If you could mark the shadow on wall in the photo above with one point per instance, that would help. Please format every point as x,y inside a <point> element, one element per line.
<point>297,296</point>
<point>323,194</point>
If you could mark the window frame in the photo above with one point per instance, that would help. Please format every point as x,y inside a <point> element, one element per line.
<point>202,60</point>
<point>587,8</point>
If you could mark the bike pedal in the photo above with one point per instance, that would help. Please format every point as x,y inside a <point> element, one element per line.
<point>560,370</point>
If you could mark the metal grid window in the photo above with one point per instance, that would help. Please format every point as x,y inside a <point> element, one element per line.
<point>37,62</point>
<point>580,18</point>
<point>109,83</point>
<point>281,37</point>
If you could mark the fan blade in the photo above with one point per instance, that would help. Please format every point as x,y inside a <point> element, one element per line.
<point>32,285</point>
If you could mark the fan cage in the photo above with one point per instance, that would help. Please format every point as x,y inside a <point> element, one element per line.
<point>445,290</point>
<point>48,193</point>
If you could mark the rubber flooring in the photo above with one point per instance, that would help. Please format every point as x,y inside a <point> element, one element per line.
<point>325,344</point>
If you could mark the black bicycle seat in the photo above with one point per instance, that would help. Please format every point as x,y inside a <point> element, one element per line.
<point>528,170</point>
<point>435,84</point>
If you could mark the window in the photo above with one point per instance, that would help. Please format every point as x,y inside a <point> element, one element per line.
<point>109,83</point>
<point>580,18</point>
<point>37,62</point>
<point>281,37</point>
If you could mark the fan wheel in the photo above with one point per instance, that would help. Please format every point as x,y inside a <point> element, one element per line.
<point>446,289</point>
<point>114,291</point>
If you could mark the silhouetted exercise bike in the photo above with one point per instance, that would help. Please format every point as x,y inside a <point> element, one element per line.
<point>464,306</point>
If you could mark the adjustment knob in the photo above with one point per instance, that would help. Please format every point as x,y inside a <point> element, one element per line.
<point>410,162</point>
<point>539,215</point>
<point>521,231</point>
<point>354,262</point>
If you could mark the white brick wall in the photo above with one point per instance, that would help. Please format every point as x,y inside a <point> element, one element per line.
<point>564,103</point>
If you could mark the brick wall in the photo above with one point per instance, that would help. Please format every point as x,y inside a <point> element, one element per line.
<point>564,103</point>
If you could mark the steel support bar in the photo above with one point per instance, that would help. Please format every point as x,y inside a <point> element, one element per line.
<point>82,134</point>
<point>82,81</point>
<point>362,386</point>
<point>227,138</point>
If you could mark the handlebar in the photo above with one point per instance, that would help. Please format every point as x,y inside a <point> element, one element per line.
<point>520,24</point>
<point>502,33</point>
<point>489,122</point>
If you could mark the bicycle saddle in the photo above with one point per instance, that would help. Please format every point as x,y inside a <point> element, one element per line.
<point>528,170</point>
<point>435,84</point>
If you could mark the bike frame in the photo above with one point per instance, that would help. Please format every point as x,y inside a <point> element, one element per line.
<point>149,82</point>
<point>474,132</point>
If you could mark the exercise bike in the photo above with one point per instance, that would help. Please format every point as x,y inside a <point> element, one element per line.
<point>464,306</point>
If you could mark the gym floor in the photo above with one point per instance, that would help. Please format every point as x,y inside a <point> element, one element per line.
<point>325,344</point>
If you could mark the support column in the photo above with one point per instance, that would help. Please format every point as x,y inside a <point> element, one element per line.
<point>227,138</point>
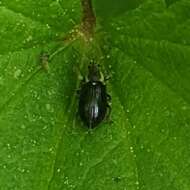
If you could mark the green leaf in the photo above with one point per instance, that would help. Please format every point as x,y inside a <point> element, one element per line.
<point>43,143</point>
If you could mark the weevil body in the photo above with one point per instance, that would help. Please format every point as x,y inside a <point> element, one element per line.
<point>93,100</point>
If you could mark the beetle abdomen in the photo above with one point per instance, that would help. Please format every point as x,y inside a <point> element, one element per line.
<point>93,103</point>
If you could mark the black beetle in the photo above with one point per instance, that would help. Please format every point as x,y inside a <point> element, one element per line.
<point>93,100</point>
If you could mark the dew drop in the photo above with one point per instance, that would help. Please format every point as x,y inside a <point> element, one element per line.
<point>58,170</point>
<point>17,73</point>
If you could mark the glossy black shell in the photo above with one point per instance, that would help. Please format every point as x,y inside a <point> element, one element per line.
<point>93,103</point>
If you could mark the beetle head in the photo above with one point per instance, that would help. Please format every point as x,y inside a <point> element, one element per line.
<point>93,72</point>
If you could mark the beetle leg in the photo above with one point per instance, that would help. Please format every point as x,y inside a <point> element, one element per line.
<point>108,98</point>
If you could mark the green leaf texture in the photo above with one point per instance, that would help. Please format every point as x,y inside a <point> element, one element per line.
<point>43,144</point>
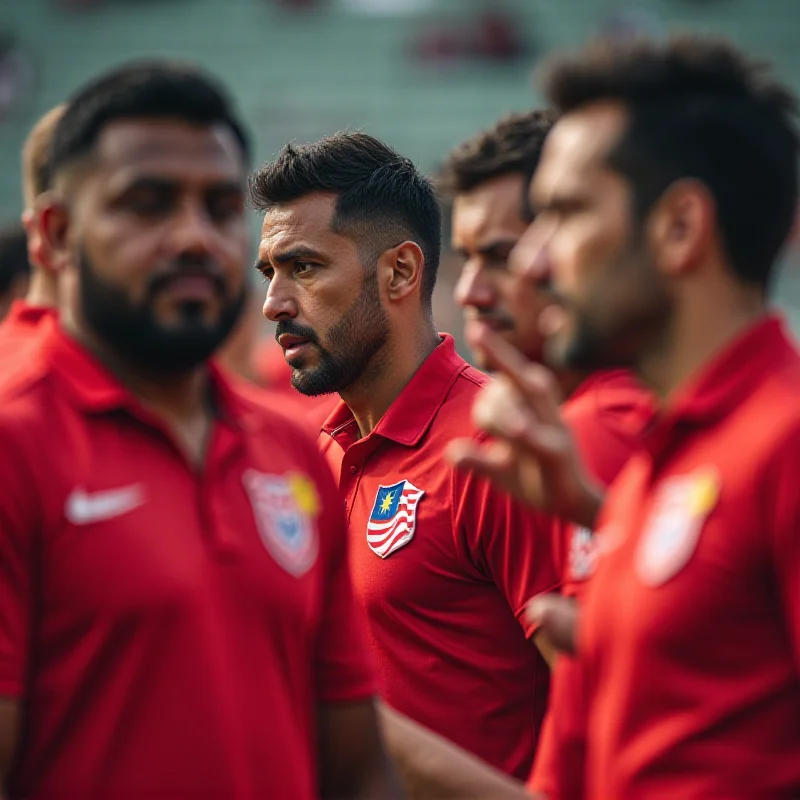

▸ **TASK DESCRIPTION**: Copy every line above word for word, but leave out the pictures.

▸ **FULL OUTPUT**:
If you could mark the shadow on wall in the photo above with one point per instance, that would help. Please format every point as x,y inside a <point> element, one element per line.
<point>297,296</point>
<point>323,194</point>
If you could mark the window frame in the photo above with one point per instance, that would help. Please format every point as x,y inside a <point> element, one element per line.
<point>202,60</point>
<point>587,8</point>
If you could mark the bike pedal in the photo above with one point per instance, that would help. Please format every point as x,y inside a <point> element, one element per line.
<point>560,370</point>
If you could mark the metal grid window in the photo above with one point per instance, that would help. Please format every point as x,y inside a <point> element, one element per line.
<point>37,62</point>
<point>580,18</point>
<point>109,83</point>
<point>281,37</point>
If you could mark the fan blade in the photo above with one point per instance, that would help. Please format every point as x,y inside a <point> element, one element per line.
<point>32,285</point>
If you could mark the fan cage in the photo above with one point per instance, that would help. Please format every point as x,y inside a <point> element, one element per line.
<point>445,290</point>
<point>48,193</point>
If you could mark the rubber flooring in the photo above with one point per instance, that would help. Please format every point as x,y inside a <point> element, one element per line.
<point>325,344</point>
If you could mark the black bicycle seat in the photo above with one point per instance, that would help. Please format every point as x,y inside a <point> element, one element per line.
<point>528,170</point>
<point>435,84</point>
If you could mark the window in the photo above with one point per instance, that would help. Please format every point as x,y inside a <point> element, one element per line.
<point>109,83</point>
<point>580,18</point>
<point>37,62</point>
<point>281,37</point>
If you could mark the fan wheel in the photo above with one point per instance, that would help. Please format every point as x,y inside a <point> element, one element per line.
<point>446,289</point>
<point>114,291</point>
If you could mark the silhouetted exercise bike in the photo above with one point per instance, that would help. Please format every point as x,y inside a <point> element, one element per line.
<point>464,306</point>
If you could mark the adjustment knob in the photo above with one point per instance, that would help. Please format every point as x,y inside a <point> element, one element per line.
<point>410,162</point>
<point>539,215</point>
<point>521,231</point>
<point>354,262</point>
If you could mark the white brick wall in the photo above with one point per instance, that would help. Please format every point as x,y inside a <point> element, one element per line.
<point>564,103</point>
If you could mark the brick wall in the photo above with one point per instance, that would help. Please format every point as x,y inside a <point> element, one element per line.
<point>564,103</point>
If you could mark the steel support bar in the photo above with one point per instance, that would help. Please format every point as x,y inside a <point> element, one element per line.
<point>82,134</point>
<point>82,81</point>
<point>362,386</point>
<point>227,138</point>
If you could mark the handlebar in the photo above with one point per instance, that would help. Please format every point as x,y inside a <point> element, one element per line.
<point>520,24</point>
<point>502,33</point>
<point>489,122</point>
If you could mark the bicycle saddle in the photo above with one point per instance, that would help. Please format every point as x,y inside a <point> element, one element per line.
<point>528,170</point>
<point>435,84</point>
If you could mark the bike frame in the photo above with one point per instance, that would help. Please format every point as x,y inside a <point> element, one element per line.
<point>149,82</point>
<point>474,132</point>
If you could mark the exercise bike in the photo above with one point per instance, that would help. Please format every point as x,y inside a <point> element, one element per line.
<point>464,306</point>
If you could mark the gym floor in the photo above with one point per instance, that would help. Please format every point as x,y inside a <point> element, one element per line.
<point>325,344</point>
If you could mark the support column in the photo above with one point per instance, that would help. Please format every point as x,y inside a <point> element, one element per line.
<point>227,138</point>
If you could mark the green leaf in the photo above with one point per instance, that would help. Please format every point as x,y inside a <point> element, one element per line.
<point>43,143</point>
If you could mark the weevil body in the photo above with one point per instance, that would help. Please format every point as x,y inside a <point> element, one element per line.
<point>93,100</point>
If you could mark the beetle abdomen in the photo above with one point per instance, that would help. Please format every point as x,y inside a <point> element, one element per line.
<point>93,103</point>
If you could mark the black beetle in the photo above with one point per instance, that would help. Please format every point as x,y inside a <point> element, one element per line.
<point>93,100</point>
If you could mark the dew drop in the photo above with one point per instance, that would help. Please format every point as x,y inside a <point> element, one element per line.
<point>58,170</point>
<point>17,73</point>
If you could mark the glossy black shell in the photo above with one point per instance, that would help. Please format every point as x,y inside a <point> element, one element per line.
<point>93,103</point>
If you could mark the beetle head in the photo above with one point per instance, that would help. Please format every point as x,y inside a <point> element, one element per line.
<point>93,72</point>
If you could mark the beetle leg in the photo above with one point per instance, that would help. Please format every point as x,y inside a <point> element, one element per line.
<point>108,98</point>
If you could mark the green leaf texture in the photo above with one point per instance, that would help. Please format every point as x,y inside a <point> element, one element per line.
<point>43,144</point>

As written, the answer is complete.